Zimbabwe, the land of dying children

RW Johnson – Sunday Times January 7, 2007

Suffer the little children is a phrase never far from your mind in today’s Zimbabwe. The horde of painfully thin street children milling around you at traffic lights is almost the least of it: in a population now down to 11m or less there are an estimated 1.3m orphans.

Go to one of the overflowing cemeteries in Bulawayo or Beit Bridge and you are struck by the long lines of tiny graves for babies and toddlers.

A game ranger friend tells me that hyena attacks on humans, previously unheard of, have become increasingly common. “So many babies, not all of them dead, are being dumped in the bush that hyenas have developed a taste for human flesh,” he explains.

Under the weight of the general economic meltdown — the economy has shrunk by 40% since 2000 and is still contracting — the health system has collapsed and a populace now weakened by five consecutive years of near-starvation dies of things which would never have been fatal before. A staggering 42,000 women died in childbirth last year, for example, compared with fewer than 1,000 a decade ago.

A vast human cull is under way in Zimbabwe and the great majority of deaths are a direct result of deliberate government policies. Ignored by the United Nations, it is a genocide perhaps 10 times greater than Darfur’s and more than twice as large as Rwanda’s.

Genocide is not a word one should use hastily but the situation is exactly as described in the UN Convention on Genocide, which defines it as “deliberately inflicting on the group conditions of life calculated to bring about its physical destruction in whole or in part”.

Reckoning the death toll is difficult. Had demographic growth continued normally, Zimbabwe’s population would have passed 15m by 2000 and 18m by the end of 2006. But people have fled the country in enormous numbers, with 3m heading for South Africa and an estimated further 1m scattered around the world. This would suggest a current population of 14m. But even the government, which tries to make light of the issue, says that there are only 12m left in Zimbabwe.

Social scientists say that the government’s figures are clearly rigged and too high. Their own population estimates vary between 8m and 11m. But even if one accepted the government figure, 2m people are “missing”, and the real number is probably 3m or more. And all this is happening in what was, until recently, one of Africa’s most prosperous states and a member of the Commonwealth.

When I visited Zimbabwe in 1997 it was still the breadbasket of southern Africa and you could read letters in the local papers from members of the well- educated black middle class complaining, for example, that a floral roundabout was not being properly maintained.

Required task 1:
Reproduce the Zimbabwe article word for word, everything from "A game ranger" down to "a decade ago.".
Required task 2:
Summarize the Zimbabwe article in two sentences.

Available data:

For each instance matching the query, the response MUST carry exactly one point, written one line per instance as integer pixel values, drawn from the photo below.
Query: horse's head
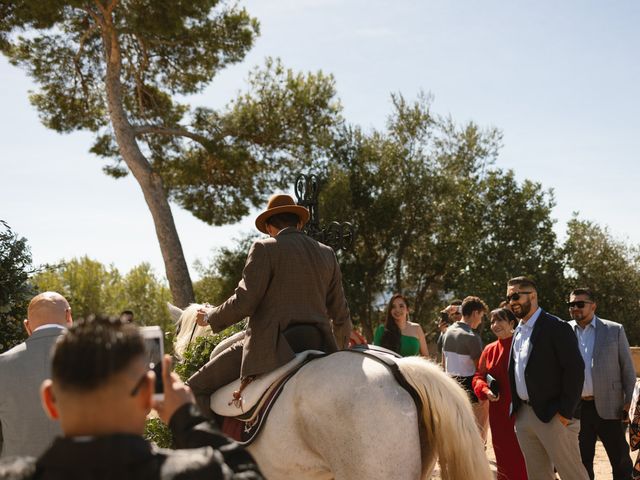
(187, 328)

Task result 1:
A game ranger friend tells me that hyena attacks on humans, previously unheard of, have become increasingly common. “So many babies, not all of them dead, are being dumped in the bush that hyenas have developed a taste for human flesh,” he explains.

Under the weight of the general economic meltdown — the economy has shrunk by 40% since 2000 and is still contracting — the health system has collapsed and a populace now weakened by five consecutive years of near-starvation dies of things which would never have been fatal before. A staggering 42,000 women died in childbirth last year, for example, compared with fewer than 1,000 a decade ago.

Task result 2:
The article describes mass death in Zimbabwe, citing an estimated 1.3m orphans, long lines of infant graves, and a collapsed health system amid an economy that has shrunk by 40% since 2000. It argues that most of these deaths result directly from deliberate government policies, matching the UN Convention's definition of genocide, and that 2m to 3m or more people are missing from the population.